• PROBLEM:
Count the lines in the entries below that contain the string "button". Reply with only the number.

= = = = = = =

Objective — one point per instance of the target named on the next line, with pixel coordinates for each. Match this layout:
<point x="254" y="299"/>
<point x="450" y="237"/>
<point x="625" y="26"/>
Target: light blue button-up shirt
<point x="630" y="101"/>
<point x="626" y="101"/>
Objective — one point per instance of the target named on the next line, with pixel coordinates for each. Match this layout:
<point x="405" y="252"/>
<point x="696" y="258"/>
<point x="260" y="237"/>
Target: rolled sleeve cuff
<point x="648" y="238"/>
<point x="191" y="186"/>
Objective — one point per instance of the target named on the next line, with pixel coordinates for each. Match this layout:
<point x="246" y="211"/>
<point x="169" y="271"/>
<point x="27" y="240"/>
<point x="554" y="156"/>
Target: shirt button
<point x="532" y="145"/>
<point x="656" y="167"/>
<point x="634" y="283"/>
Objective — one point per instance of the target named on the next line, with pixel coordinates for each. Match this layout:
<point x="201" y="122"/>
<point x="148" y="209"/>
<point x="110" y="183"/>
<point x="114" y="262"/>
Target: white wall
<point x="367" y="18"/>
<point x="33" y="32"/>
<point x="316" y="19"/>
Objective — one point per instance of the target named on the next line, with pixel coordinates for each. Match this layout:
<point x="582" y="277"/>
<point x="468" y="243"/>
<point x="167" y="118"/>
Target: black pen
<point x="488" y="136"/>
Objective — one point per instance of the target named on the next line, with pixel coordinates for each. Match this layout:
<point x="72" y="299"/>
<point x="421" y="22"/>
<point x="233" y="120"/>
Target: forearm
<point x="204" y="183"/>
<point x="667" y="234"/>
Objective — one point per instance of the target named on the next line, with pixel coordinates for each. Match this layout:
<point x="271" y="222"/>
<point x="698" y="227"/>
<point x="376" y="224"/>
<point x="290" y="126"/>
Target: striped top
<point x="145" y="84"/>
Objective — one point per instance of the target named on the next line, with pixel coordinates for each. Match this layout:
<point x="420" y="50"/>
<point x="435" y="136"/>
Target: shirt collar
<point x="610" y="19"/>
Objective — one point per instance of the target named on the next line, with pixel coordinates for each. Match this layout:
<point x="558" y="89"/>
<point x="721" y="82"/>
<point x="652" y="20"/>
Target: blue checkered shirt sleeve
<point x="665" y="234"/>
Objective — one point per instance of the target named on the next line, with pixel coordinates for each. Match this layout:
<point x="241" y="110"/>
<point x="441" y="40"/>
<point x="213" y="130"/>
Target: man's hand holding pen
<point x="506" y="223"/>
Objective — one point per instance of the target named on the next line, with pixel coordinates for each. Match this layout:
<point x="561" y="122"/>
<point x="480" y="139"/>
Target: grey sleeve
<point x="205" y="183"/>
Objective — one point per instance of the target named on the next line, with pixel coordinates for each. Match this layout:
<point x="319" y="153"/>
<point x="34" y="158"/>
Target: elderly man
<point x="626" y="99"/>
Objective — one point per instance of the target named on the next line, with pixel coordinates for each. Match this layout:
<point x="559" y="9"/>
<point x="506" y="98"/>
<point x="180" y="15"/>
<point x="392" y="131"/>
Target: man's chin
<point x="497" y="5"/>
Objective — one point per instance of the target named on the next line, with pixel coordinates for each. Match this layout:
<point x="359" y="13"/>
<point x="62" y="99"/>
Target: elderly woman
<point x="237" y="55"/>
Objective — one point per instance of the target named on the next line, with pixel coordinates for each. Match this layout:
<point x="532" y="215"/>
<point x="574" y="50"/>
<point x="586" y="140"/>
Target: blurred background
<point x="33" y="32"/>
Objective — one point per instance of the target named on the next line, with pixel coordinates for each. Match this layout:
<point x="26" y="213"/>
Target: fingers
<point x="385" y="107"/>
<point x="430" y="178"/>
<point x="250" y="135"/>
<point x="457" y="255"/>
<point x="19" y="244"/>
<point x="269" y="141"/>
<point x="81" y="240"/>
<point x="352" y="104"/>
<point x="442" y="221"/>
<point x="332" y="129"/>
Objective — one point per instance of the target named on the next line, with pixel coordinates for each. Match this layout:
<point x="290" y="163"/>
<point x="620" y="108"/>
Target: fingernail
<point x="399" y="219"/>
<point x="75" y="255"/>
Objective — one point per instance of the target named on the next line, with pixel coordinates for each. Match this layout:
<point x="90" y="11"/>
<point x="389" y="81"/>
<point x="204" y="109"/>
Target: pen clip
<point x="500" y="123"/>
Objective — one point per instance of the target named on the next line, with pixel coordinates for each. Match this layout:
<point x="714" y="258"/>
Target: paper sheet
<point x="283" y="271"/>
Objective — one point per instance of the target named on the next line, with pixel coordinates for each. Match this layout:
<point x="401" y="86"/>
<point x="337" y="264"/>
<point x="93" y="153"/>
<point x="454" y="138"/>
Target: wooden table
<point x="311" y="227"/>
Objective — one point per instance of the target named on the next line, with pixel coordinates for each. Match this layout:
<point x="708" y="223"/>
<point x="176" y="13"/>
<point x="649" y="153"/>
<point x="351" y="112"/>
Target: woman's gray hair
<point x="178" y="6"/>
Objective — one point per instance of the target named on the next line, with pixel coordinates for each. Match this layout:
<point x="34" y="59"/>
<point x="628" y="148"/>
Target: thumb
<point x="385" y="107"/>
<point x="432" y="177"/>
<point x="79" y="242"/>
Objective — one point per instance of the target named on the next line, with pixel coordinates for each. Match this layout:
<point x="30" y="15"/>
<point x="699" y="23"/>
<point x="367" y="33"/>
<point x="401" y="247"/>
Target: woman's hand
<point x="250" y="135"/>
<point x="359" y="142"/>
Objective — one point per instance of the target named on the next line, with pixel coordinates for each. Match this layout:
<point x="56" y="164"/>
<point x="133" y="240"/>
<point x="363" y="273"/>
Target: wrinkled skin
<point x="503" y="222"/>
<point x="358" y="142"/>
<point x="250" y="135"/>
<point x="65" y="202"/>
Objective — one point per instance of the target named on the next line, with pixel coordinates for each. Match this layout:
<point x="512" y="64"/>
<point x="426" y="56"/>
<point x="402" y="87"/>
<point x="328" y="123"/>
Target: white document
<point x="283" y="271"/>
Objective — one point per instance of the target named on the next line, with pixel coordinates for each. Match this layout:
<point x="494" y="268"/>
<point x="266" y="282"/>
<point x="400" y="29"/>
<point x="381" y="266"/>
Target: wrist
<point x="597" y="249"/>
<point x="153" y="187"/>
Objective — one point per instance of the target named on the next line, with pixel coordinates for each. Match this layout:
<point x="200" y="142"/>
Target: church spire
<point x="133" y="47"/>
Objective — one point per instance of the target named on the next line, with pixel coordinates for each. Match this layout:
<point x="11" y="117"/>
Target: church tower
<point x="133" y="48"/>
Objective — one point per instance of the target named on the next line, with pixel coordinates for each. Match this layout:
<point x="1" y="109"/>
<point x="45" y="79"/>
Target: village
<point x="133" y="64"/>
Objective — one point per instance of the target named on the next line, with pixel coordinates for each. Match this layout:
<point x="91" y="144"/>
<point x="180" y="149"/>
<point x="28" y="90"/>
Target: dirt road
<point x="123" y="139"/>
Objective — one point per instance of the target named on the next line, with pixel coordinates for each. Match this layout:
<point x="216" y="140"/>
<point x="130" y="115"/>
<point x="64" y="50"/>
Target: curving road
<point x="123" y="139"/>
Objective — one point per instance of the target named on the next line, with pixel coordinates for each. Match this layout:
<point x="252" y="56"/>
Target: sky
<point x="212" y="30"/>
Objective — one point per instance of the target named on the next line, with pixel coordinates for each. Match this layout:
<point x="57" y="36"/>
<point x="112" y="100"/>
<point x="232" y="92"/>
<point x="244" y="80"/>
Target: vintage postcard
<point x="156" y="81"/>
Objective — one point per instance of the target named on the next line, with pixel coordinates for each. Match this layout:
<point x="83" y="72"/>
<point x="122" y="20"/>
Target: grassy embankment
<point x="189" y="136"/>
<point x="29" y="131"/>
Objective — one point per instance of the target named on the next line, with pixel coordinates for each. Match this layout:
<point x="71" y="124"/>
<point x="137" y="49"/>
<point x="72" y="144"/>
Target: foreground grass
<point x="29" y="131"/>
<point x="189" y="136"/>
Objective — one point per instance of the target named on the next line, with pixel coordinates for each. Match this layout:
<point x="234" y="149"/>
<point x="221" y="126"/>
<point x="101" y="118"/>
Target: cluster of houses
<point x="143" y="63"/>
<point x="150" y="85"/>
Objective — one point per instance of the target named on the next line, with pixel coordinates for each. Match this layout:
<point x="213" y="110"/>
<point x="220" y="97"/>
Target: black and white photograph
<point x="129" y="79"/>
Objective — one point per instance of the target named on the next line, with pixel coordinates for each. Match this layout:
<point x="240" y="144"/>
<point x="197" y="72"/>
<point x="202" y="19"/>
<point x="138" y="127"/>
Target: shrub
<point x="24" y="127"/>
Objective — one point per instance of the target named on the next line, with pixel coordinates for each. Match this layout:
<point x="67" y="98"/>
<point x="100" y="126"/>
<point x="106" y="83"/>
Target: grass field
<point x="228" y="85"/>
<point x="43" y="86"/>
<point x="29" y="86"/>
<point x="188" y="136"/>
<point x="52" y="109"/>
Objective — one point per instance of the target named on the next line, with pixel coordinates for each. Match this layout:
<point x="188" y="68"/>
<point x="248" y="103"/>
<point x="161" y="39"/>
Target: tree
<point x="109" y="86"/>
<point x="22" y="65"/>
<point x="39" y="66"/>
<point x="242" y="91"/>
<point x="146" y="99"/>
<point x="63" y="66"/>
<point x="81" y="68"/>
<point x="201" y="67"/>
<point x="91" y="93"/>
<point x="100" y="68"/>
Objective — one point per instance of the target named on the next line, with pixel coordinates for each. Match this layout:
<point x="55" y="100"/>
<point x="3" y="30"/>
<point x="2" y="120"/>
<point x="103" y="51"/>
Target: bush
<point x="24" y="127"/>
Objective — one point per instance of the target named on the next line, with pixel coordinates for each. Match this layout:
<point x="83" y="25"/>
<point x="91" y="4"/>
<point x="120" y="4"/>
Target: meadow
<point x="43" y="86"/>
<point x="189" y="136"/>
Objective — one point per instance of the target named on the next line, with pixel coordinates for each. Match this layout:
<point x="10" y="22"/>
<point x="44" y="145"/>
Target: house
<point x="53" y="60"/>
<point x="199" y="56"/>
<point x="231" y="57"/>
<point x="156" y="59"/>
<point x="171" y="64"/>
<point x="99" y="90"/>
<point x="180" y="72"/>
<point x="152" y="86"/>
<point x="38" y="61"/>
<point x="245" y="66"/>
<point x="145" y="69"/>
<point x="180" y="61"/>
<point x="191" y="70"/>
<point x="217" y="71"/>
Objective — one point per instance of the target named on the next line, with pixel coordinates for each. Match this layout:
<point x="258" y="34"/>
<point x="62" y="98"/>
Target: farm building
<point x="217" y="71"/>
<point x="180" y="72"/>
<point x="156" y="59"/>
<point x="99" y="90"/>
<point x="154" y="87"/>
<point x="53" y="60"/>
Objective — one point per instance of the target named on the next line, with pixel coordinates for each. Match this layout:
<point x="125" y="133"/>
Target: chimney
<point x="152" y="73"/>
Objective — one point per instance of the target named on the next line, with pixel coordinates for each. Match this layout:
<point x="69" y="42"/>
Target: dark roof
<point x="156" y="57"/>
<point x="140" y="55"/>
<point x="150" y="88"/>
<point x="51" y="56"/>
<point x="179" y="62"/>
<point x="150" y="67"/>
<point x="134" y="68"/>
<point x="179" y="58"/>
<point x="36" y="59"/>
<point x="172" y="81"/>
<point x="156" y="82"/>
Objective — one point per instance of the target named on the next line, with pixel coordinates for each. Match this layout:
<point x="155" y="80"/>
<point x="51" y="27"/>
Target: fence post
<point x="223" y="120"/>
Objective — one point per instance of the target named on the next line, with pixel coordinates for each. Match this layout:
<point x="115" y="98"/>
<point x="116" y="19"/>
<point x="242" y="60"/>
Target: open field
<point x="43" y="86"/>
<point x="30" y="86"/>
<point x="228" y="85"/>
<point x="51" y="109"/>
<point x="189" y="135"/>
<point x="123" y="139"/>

= = = = = = =

• WRITTEN RESPONSE:
2